[Start Extracted records]

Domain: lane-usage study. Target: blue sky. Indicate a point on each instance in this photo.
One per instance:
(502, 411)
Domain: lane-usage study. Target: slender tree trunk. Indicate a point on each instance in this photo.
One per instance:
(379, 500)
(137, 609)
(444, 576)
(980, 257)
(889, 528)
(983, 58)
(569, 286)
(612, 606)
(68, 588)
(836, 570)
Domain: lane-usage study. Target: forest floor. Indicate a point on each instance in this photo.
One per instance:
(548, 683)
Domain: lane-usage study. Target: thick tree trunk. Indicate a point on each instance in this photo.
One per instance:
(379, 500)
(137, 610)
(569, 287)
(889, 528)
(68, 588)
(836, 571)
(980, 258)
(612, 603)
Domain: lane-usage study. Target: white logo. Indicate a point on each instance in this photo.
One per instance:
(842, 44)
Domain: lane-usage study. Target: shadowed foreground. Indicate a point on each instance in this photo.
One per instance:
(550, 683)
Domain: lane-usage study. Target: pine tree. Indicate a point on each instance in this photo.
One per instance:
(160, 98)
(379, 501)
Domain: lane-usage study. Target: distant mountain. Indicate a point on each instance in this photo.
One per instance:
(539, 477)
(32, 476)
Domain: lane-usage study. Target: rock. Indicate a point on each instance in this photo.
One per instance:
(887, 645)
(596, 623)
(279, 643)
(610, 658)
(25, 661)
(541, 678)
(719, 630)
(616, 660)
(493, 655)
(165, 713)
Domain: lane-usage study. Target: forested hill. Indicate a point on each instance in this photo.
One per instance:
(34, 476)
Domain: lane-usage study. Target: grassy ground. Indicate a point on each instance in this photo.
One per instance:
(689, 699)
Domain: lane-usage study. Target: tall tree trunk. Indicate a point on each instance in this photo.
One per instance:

[End Extracted records]

Reproduce word for word every line of the rows, from the line that contains "Domain: lane-usage study. Target: grassy" through the last line of the rows, both included.

Domain: lane-usage study. Target: grassy ground. Indicate a point on each instance in this photo.
One per instance:
(689, 699)
Domain: lane-usage study. Target: tall tree trunk. Indicate a point on each instance in this photo.
One per instance:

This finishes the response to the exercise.